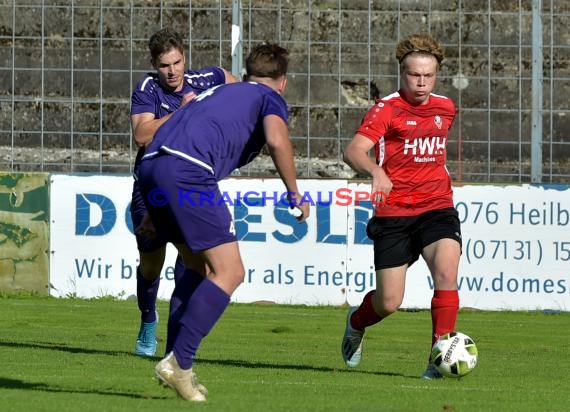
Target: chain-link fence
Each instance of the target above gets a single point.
(67, 69)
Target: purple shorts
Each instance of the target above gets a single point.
(185, 203)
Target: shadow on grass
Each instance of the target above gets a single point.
(71, 349)
(7, 383)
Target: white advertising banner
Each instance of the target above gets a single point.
(516, 247)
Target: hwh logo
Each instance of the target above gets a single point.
(425, 145)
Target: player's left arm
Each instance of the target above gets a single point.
(281, 150)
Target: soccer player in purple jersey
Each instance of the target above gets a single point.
(154, 99)
(219, 131)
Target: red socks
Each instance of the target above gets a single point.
(444, 307)
(365, 315)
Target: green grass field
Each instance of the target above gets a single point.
(76, 355)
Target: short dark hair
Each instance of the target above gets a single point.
(164, 40)
(267, 60)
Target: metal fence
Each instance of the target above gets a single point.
(67, 69)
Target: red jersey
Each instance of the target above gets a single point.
(410, 145)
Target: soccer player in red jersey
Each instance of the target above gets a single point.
(414, 212)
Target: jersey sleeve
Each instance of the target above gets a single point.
(376, 121)
(143, 98)
(205, 78)
(273, 103)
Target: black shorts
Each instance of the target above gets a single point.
(400, 240)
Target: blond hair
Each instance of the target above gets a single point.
(421, 44)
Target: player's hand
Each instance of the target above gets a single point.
(146, 228)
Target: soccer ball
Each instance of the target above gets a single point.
(454, 354)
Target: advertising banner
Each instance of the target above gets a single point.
(515, 256)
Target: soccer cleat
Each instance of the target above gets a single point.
(351, 347)
(146, 340)
(431, 373)
(183, 381)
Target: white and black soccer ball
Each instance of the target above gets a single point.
(454, 354)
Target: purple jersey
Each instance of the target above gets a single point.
(221, 129)
(150, 97)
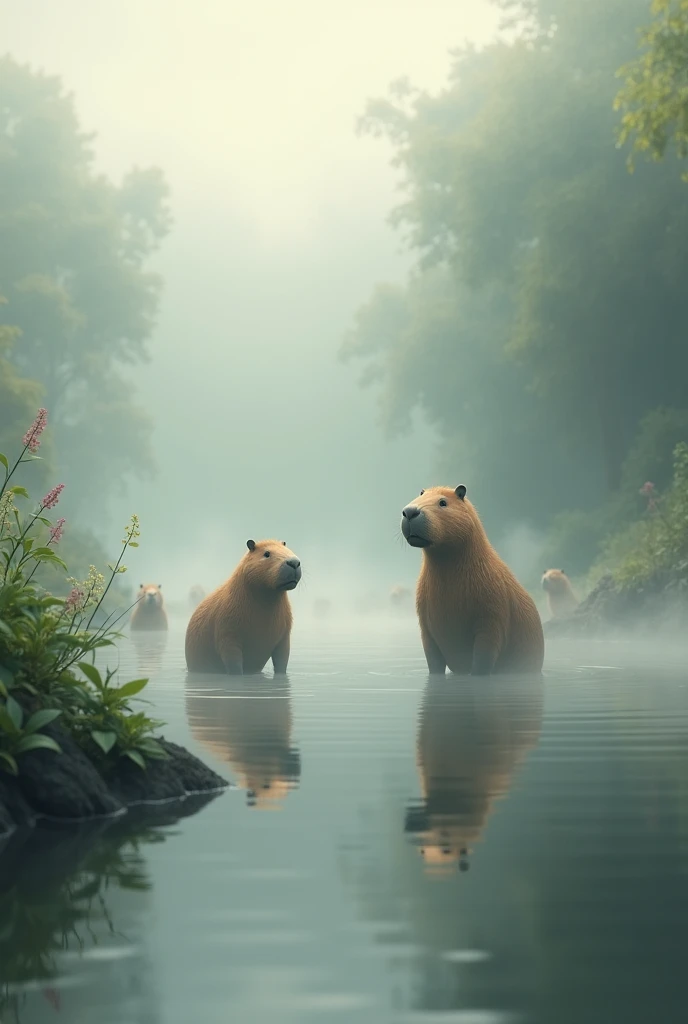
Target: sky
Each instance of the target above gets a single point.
(280, 235)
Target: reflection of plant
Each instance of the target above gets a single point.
(44, 639)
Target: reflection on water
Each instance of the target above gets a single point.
(568, 800)
(246, 722)
(471, 736)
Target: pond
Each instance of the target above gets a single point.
(391, 850)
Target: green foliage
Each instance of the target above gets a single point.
(657, 543)
(81, 299)
(654, 97)
(542, 331)
(45, 641)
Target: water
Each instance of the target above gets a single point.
(390, 851)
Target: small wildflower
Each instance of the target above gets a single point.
(52, 497)
(75, 600)
(32, 438)
(56, 531)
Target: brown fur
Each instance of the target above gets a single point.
(560, 596)
(250, 729)
(149, 610)
(247, 621)
(470, 742)
(474, 614)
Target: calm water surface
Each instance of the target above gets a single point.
(391, 850)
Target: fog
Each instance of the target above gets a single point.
(280, 231)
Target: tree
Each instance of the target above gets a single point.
(74, 257)
(654, 98)
(567, 269)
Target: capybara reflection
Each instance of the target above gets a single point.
(471, 739)
(248, 620)
(148, 611)
(474, 614)
(249, 727)
(560, 596)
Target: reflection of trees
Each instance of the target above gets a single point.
(578, 886)
(247, 723)
(58, 889)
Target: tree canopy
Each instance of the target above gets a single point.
(74, 267)
(547, 313)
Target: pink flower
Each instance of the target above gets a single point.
(52, 497)
(56, 531)
(32, 437)
(74, 599)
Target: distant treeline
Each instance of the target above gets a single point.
(543, 331)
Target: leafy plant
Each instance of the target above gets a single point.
(17, 736)
(48, 644)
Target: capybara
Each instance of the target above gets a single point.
(473, 612)
(148, 611)
(470, 742)
(248, 620)
(248, 727)
(559, 592)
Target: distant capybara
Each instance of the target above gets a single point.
(470, 741)
(473, 612)
(559, 592)
(248, 620)
(400, 597)
(321, 607)
(248, 727)
(148, 611)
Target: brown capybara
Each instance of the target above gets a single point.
(249, 728)
(473, 612)
(248, 620)
(470, 741)
(560, 596)
(196, 595)
(148, 611)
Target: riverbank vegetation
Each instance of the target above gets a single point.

____________________

**Task statement:** Starting at the line that contains "Target: tree canopy", copy each line exactly through the end of the listing above. Include that first line and the last one, and add nothing.

**Result:**
Target: tree canopy
Each instance of the target above gets a single point.
(74, 267)
(547, 313)
Target: pink flower
Each instance of the target above gets a single point.
(52, 497)
(56, 531)
(32, 437)
(74, 599)
Target: distant treeline
Each instance of the target above gets a single point.
(543, 331)
Target: leafy plant
Each instance of the target above gets a single point.
(17, 736)
(48, 644)
Target: capybara
Each instance of the target above gets a single point.
(473, 612)
(148, 611)
(470, 742)
(248, 620)
(248, 727)
(559, 592)
Target: distant capybara
Each instance of the target above gets a single point.
(470, 741)
(473, 612)
(559, 592)
(248, 620)
(400, 597)
(321, 607)
(248, 727)
(148, 611)
Target: brown capybara
Each instance of the target above gets a single point.
(249, 728)
(473, 612)
(248, 620)
(470, 741)
(560, 596)
(196, 595)
(148, 611)
Target: riverbank vegetation
Each instance of the target above gets a single point.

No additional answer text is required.